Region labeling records
>> BEGIN

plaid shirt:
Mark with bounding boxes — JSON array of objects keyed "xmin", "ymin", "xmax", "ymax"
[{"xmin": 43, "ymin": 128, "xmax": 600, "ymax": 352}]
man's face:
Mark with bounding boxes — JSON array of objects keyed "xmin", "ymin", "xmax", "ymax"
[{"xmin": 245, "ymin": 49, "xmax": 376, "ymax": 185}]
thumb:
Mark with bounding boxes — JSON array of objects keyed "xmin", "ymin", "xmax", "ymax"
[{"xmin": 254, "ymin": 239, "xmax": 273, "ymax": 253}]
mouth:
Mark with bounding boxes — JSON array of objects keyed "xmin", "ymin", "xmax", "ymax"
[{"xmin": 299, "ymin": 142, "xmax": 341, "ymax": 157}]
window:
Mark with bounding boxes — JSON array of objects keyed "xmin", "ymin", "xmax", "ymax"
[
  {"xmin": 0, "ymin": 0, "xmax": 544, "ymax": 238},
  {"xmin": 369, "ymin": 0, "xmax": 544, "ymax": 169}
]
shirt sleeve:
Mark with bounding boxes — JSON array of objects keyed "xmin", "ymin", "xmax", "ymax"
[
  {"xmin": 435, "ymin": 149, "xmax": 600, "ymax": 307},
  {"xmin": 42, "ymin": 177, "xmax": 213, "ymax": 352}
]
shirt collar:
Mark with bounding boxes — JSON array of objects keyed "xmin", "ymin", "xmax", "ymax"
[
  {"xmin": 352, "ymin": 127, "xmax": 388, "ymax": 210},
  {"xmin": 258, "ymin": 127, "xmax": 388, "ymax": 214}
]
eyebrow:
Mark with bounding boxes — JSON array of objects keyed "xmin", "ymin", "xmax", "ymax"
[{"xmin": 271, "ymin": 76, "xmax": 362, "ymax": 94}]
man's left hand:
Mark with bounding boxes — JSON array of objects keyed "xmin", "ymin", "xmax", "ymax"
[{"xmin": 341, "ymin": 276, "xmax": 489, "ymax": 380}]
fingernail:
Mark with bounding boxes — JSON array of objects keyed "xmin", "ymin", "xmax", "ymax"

>> END

> Task objective: Reproduce each record shown above without altering a single word.

> Response to the task:
plaid shirt:
Mark with bounding boxes — JSON array of objects keyed "xmin", "ymin", "xmax", "ymax"
[{"xmin": 43, "ymin": 128, "xmax": 600, "ymax": 352}]
man's face:
Mark with bounding boxes — JSON array of objects keyed "xmin", "ymin", "xmax", "ymax"
[{"xmin": 245, "ymin": 49, "xmax": 376, "ymax": 185}]
thumb:
Mark with bounding boxes — JSON array of objects keyed "xmin", "ymin", "xmax", "ymax"
[{"xmin": 254, "ymin": 239, "xmax": 273, "ymax": 253}]
mouth:
Mark with bounding boxes — JSON array of objects keyed "xmin", "ymin", "xmax", "ymax"
[{"xmin": 299, "ymin": 142, "xmax": 341, "ymax": 157}]
window:
Mark with bounding boxes — JSON array of objects keyed "xmin", "ymin", "xmax", "ymax"
[
  {"xmin": 0, "ymin": 0, "xmax": 544, "ymax": 238},
  {"xmin": 369, "ymin": 0, "xmax": 544, "ymax": 169}
]
shirt sleeve:
Mark with bounding boxes — JSON array of objects keyed "xmin", "ymin", "xmax", "ymax"
[
  {"xmin": 435, "ymin": 149, "xmax": 600, "ymax": 307},
  {"xmin": 42, "ymin": 177, "xmax": 213, "ymax": 352}
]
shirt collar:
Mark with bounding boxes — JSON array of objects keyed "xmin", "ymin", "xmax", "ymax"
[
  {"xmin": 352, "ymin": 127, "xmax": 388, "ymax": 210},
  {"xmin": 258, "ymin": 127, "xmax": 388, "ymax": 214}
]
eyebrow:
Mark with bounding boxes — JSON array of objects keyed "xmin", "ymin", "xmax", "ymax"
[{"xmin": 271, "ymin": 76, "xmax": 362, "ymax": 94}]
man's left hand:
Mark with bounding boxes — JSON array of objects keyed "xmin", "ymin", "xmax", "ymax"
[{"xmin": 341, "ymin": 276, "xmax": 489, "ymax": 380}]
fingernail:
Mark with bounding boxes — JSON array of objects keyed "xmin", "ymin", "xmax", "ymax"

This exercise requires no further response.